-- START --
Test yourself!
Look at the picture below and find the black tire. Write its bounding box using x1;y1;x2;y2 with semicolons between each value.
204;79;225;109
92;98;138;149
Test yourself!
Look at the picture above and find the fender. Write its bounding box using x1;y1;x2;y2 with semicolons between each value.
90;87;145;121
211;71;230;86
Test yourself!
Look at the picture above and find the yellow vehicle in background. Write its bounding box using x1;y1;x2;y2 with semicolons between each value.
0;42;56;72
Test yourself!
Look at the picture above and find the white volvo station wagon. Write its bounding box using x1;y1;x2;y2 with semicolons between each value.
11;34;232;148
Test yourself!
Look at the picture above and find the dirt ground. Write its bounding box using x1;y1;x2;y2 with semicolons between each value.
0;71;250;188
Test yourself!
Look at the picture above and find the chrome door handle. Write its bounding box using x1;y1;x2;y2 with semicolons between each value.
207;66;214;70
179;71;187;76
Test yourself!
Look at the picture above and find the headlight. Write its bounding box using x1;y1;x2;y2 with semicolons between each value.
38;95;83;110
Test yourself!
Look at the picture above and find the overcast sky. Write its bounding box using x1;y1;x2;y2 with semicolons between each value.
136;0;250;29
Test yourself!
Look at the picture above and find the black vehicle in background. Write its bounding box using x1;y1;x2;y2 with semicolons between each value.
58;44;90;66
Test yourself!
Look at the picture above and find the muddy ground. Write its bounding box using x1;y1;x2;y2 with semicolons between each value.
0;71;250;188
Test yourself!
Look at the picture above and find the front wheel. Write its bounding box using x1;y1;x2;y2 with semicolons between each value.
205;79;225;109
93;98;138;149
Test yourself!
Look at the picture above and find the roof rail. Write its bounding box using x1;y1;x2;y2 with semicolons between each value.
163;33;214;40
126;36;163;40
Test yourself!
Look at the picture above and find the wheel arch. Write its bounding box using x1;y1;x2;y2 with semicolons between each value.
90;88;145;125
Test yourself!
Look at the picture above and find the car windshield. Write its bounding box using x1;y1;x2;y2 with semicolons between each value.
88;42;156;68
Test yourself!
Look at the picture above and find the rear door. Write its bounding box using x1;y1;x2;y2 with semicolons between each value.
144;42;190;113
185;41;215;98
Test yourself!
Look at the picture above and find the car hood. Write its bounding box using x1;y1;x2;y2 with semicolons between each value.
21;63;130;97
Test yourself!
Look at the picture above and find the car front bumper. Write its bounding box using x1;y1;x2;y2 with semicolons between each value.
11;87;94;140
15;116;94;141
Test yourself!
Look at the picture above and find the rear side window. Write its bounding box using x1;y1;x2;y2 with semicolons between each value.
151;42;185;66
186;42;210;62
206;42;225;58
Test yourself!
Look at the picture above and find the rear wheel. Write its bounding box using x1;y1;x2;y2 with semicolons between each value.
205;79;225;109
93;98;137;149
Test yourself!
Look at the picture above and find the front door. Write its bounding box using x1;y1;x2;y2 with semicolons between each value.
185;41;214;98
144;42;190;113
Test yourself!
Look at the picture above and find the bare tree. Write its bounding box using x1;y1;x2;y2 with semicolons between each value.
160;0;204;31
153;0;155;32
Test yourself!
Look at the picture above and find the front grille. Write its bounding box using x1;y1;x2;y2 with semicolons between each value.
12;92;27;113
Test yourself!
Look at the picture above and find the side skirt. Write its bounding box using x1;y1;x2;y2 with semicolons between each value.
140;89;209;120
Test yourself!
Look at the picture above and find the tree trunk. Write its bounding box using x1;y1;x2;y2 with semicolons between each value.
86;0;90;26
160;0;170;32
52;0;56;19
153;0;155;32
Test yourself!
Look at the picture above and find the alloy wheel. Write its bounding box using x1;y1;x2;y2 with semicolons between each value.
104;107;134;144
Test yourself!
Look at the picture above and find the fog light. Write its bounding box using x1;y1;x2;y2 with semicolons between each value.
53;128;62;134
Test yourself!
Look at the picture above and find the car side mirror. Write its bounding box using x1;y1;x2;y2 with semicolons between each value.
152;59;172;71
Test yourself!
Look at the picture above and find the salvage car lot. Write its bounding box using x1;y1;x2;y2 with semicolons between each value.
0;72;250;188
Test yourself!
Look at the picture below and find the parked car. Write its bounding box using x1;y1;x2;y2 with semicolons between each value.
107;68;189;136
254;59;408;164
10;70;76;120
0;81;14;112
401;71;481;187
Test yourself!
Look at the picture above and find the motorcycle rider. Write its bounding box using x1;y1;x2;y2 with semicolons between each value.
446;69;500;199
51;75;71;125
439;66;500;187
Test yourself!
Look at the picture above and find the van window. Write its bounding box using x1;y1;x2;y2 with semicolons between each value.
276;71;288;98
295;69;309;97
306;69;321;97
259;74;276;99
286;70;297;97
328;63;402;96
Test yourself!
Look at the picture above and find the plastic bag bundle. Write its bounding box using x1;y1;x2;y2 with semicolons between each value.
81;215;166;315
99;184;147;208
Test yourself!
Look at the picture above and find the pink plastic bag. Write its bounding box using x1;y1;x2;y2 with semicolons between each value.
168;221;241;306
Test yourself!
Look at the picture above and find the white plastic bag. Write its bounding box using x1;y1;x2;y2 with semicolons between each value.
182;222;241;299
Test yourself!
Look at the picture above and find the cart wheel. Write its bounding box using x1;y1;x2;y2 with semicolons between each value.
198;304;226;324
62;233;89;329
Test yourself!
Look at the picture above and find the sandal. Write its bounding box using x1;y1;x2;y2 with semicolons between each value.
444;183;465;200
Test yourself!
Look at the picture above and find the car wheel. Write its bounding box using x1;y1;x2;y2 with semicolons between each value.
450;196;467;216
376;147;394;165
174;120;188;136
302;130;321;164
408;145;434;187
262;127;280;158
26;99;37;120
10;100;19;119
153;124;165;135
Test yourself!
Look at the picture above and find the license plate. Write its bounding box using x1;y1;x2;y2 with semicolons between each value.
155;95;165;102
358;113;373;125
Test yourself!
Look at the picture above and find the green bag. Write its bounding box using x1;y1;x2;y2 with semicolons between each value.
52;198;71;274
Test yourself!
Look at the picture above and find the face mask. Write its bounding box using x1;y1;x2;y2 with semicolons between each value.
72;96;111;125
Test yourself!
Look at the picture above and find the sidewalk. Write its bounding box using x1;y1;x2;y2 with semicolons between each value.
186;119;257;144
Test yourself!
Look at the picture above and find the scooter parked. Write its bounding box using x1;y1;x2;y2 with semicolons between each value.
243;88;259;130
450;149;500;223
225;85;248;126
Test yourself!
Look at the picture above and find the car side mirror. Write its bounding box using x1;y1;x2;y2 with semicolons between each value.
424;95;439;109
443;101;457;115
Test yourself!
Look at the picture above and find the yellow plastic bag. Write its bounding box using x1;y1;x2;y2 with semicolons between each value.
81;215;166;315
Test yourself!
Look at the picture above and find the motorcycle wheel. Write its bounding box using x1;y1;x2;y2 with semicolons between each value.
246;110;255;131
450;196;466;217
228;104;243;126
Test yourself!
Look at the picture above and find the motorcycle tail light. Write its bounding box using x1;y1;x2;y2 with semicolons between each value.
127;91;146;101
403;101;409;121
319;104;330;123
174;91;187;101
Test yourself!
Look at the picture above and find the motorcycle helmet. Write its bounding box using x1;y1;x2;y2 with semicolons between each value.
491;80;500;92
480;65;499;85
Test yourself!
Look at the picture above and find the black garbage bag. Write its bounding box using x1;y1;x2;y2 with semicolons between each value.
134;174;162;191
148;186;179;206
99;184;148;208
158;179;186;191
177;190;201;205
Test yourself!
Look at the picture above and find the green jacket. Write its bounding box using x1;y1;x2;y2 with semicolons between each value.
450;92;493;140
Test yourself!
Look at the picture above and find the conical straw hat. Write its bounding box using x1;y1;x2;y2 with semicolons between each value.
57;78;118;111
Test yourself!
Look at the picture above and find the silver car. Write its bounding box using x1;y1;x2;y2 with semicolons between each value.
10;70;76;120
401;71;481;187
-- END --
» PROMPT: Gather every line of the material above that contains the word "window", and copy each one out in full.

» REPLY:
Look at the picture above and find the rear side window. Write its bounding box using x1;y1;x2;y2 with semicolons between each value.
Look at the picture above and find the van window. Write its bounding box using x1;y1;x2;y2 with semicolons between each value.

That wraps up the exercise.